* [WORK TO COMPLETE]: Return each line of the data below that contains the string "fire", copied unchanged.
— BEGIN STORED RECORDS —
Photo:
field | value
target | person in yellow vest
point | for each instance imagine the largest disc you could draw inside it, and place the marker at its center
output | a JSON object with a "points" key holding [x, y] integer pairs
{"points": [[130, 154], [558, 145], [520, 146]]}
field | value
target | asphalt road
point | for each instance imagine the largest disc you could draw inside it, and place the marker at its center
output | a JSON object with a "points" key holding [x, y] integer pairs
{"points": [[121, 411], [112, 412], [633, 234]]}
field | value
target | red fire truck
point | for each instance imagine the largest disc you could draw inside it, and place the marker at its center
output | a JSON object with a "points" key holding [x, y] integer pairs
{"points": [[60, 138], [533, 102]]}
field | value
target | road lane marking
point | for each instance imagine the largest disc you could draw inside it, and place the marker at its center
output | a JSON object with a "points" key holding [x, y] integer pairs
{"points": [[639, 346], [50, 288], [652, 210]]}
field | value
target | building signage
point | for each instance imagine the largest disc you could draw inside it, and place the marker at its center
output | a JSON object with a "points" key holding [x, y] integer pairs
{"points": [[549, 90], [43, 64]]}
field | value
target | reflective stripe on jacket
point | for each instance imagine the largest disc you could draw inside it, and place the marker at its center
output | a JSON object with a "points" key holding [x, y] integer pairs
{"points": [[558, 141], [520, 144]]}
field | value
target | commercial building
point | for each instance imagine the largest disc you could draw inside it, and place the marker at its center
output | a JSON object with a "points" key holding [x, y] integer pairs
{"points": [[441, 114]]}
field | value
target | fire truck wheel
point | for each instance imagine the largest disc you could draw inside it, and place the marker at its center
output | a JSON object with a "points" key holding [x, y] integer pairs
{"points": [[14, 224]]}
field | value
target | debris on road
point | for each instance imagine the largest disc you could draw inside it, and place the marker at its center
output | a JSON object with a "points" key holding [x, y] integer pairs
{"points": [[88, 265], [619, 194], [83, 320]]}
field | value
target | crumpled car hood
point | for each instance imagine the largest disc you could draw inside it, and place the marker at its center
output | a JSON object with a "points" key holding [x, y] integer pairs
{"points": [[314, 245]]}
— END STORED RECORDS —
— BEGIN STORED RECORDS —
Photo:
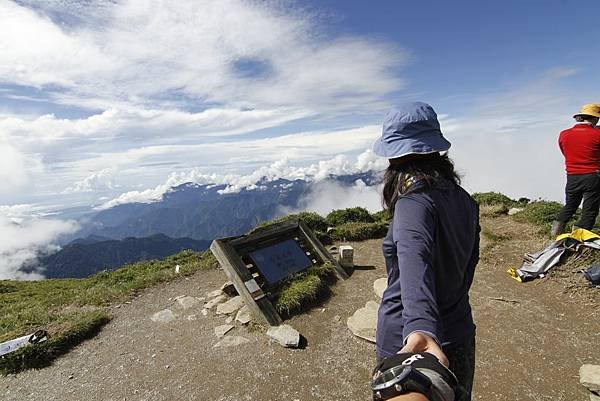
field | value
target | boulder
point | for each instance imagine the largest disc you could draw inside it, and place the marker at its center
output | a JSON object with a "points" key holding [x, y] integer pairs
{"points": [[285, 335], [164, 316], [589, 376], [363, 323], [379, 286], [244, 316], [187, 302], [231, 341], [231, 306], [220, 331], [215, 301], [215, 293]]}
— END STORED RECORDS —
— BEGIN STORED RECORDS —
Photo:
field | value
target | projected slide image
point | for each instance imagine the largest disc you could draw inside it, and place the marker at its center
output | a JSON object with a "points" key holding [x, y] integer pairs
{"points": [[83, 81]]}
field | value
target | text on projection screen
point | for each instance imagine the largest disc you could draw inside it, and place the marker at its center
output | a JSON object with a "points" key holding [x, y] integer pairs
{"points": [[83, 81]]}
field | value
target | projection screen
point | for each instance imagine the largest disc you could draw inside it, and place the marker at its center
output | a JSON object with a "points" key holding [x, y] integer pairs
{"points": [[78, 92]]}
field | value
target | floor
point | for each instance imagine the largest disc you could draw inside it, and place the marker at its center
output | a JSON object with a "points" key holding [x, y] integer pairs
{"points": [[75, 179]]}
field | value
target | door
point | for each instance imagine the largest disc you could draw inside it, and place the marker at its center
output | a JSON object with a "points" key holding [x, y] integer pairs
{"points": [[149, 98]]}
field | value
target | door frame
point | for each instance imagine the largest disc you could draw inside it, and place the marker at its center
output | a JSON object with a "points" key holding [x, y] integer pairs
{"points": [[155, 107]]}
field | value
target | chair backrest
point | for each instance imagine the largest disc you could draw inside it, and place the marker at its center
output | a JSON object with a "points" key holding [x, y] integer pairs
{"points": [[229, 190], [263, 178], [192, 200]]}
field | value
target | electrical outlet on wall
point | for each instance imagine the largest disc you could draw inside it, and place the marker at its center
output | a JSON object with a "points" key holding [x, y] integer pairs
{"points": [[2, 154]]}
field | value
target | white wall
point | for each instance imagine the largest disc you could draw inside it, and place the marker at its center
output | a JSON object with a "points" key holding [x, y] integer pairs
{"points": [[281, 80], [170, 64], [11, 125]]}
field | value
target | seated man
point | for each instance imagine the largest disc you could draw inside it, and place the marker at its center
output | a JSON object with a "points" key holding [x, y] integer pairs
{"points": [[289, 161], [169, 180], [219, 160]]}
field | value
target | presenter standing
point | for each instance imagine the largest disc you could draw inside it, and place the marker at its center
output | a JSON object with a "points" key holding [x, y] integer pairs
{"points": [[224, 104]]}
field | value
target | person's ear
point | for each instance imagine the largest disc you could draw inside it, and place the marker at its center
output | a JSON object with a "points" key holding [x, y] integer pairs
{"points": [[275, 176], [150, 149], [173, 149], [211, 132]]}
— END STORED RECORDS —
* [SOLUTION TO THE PROBLEM]:
target | red fire truck
target | fire truck wheel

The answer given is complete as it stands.